> **Exercise objective**
Begin at the line that contains "Guideline: one marker per instance of the glass jar" and repeat every line from there to the end of the records below, inclusive, without adding any other line.

● ● ● ● ●

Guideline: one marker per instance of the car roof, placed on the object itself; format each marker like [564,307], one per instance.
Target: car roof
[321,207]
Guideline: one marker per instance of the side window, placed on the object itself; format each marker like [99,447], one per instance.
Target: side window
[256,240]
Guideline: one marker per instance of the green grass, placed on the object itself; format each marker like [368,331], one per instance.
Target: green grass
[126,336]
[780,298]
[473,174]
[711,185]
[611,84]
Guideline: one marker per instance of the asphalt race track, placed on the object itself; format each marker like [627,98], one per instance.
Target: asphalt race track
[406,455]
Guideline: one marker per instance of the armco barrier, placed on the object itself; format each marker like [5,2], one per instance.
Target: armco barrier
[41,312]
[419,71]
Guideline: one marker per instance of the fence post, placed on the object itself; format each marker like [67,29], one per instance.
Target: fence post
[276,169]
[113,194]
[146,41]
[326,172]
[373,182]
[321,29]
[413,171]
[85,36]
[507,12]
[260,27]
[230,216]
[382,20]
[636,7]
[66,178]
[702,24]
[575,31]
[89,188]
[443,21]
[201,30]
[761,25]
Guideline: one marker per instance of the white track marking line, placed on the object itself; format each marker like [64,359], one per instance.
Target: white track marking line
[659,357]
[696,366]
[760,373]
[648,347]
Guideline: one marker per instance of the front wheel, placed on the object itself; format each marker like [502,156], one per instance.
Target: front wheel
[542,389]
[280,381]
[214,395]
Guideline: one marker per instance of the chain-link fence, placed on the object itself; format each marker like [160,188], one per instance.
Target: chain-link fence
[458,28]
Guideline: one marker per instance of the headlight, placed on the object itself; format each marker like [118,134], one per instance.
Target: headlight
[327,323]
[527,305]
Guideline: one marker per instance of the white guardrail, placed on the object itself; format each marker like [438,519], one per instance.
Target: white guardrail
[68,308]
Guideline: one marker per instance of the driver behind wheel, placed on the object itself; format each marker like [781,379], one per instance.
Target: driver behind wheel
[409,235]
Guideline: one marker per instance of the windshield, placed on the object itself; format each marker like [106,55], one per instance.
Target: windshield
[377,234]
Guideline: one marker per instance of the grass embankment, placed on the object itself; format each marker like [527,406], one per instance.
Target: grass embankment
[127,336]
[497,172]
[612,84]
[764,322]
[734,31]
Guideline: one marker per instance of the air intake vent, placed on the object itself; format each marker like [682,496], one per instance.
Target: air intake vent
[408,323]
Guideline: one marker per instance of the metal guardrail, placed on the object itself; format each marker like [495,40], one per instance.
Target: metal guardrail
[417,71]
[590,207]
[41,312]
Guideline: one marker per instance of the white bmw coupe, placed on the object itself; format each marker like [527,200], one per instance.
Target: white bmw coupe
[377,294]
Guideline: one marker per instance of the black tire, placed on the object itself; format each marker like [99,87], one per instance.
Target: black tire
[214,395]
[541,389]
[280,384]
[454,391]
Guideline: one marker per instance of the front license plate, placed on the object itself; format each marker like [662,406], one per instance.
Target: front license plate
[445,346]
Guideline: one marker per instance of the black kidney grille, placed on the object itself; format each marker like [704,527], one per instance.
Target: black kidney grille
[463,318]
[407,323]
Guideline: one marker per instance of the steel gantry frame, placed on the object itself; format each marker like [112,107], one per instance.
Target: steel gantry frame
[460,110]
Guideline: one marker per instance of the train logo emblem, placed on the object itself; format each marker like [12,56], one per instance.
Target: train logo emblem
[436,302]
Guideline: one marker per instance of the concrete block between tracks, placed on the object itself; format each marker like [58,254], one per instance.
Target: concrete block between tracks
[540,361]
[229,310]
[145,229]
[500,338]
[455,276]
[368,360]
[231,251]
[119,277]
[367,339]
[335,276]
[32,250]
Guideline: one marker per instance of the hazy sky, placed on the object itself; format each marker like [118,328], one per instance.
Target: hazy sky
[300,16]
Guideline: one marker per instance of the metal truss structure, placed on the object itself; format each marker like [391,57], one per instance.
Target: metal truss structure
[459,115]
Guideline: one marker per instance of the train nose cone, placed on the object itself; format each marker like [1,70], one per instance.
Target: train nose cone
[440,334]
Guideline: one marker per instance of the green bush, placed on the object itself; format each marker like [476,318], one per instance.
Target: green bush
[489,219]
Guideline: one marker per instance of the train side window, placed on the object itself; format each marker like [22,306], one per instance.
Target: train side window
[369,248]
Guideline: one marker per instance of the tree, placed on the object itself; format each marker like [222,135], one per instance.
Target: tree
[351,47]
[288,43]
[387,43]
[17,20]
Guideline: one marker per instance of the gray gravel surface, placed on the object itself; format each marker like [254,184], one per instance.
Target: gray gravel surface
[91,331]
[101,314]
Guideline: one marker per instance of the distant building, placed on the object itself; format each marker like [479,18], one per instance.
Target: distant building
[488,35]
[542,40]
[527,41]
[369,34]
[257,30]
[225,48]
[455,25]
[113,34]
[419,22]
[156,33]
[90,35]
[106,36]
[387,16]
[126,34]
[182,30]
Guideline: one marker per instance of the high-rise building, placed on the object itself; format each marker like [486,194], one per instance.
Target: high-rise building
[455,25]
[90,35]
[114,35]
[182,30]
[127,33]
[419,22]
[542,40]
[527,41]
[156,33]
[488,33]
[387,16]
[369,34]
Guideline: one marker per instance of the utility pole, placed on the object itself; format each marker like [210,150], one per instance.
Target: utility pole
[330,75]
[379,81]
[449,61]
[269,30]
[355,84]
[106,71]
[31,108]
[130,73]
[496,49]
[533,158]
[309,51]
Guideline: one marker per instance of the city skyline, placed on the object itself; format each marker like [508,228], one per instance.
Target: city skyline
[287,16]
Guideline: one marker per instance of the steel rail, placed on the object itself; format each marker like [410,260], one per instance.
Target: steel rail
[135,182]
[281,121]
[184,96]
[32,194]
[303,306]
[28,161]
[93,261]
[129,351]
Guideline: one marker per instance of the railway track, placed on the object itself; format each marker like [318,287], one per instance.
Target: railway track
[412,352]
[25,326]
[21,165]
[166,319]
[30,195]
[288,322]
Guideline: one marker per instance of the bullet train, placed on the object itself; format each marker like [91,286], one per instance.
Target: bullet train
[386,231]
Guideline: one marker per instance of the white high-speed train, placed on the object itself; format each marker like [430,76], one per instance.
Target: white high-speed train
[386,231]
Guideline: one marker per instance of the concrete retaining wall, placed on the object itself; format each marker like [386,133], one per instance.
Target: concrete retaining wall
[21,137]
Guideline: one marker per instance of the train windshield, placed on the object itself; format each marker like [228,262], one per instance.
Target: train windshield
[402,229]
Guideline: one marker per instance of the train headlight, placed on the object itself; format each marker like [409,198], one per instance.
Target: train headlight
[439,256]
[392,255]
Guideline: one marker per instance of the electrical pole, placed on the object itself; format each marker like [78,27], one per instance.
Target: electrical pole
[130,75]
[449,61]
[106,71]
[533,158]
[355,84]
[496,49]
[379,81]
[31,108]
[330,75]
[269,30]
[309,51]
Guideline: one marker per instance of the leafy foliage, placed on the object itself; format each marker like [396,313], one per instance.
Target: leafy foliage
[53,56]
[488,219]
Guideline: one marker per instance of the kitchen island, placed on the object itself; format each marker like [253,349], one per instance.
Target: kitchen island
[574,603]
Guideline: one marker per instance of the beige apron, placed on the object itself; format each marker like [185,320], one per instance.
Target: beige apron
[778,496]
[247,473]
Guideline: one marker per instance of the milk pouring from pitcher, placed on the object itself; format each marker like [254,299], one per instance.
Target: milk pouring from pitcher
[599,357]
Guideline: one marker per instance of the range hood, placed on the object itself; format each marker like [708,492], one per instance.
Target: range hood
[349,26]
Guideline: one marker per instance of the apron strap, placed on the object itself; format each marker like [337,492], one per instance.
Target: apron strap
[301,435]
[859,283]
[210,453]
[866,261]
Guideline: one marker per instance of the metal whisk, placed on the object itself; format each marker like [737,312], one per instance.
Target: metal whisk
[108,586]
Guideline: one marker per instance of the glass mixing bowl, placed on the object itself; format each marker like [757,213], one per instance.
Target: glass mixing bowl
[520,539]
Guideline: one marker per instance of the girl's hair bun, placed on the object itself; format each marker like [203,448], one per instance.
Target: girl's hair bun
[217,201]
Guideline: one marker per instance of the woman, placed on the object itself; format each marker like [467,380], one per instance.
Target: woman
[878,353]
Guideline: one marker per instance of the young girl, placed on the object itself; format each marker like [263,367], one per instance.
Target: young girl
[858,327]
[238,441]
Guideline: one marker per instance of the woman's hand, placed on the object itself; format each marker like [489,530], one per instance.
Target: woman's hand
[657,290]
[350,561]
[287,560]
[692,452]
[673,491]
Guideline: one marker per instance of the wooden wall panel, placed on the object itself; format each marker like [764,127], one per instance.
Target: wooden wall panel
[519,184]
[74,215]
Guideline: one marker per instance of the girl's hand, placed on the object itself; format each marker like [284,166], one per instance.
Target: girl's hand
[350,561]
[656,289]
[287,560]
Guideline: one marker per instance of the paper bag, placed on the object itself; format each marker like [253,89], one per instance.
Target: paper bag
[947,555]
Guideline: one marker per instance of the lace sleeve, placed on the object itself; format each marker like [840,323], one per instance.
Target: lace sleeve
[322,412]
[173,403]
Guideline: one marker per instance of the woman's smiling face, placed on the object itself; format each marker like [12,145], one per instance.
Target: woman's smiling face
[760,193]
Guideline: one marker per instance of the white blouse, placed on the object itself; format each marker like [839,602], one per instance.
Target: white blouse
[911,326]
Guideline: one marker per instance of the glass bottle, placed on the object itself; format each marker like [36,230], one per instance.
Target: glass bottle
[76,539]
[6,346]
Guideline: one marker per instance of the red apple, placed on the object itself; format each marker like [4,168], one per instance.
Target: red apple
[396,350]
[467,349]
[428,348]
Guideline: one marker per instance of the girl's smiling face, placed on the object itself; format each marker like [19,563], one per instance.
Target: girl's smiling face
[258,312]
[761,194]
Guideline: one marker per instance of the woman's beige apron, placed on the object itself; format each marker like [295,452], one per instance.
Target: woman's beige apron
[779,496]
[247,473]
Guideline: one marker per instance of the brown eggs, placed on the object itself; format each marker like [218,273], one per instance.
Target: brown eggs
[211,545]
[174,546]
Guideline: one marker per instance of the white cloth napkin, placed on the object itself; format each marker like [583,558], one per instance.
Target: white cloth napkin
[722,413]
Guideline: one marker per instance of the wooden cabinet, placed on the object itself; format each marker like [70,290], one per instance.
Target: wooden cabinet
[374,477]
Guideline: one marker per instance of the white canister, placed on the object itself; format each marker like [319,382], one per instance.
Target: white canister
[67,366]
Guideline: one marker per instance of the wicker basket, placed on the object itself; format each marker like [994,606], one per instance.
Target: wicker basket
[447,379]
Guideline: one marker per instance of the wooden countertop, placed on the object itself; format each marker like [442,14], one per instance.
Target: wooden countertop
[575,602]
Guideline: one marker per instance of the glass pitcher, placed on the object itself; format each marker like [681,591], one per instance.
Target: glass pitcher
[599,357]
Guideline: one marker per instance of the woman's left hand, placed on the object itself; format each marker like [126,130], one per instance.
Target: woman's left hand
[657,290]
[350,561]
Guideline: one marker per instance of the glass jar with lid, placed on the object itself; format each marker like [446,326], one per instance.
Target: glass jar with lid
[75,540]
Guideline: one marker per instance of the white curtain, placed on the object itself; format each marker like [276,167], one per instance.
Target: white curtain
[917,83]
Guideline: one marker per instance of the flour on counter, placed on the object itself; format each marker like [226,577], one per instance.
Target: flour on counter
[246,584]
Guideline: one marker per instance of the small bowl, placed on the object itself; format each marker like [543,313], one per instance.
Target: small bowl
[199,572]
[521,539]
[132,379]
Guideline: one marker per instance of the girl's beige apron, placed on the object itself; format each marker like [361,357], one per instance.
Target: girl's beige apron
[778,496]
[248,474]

● ● ● ● ●

> **Solution below**
Guideline: one marker per instance of the glass jar with lid, placed on the object itself; format each marker like [446,326], one per instance.
Target: glass jar with lid
[75,540]
Guideline: one marker per instance of the white curtain, placed on the object itself; format each marker like [276,167], one per instance.
Target: white curtain
[917,83]
Guideline: one marker per instance of the flour on counter, placed on the object itself; format each marker like [226,577], one per instance.
Target: flour on counter
[246,584]
Guideline: one marker per instance of the small bowl, placed on the object itself; format each marker like [543,313], one per instance.
Target: small bowl
[199,572]
[521,539]
[132,379]
Guideline: one marker per instance of the girl's beige apron, placed on the object itself; format each marker like [361,357], one per instance.
Target: girl's beige apron
[778,496]
[248,474]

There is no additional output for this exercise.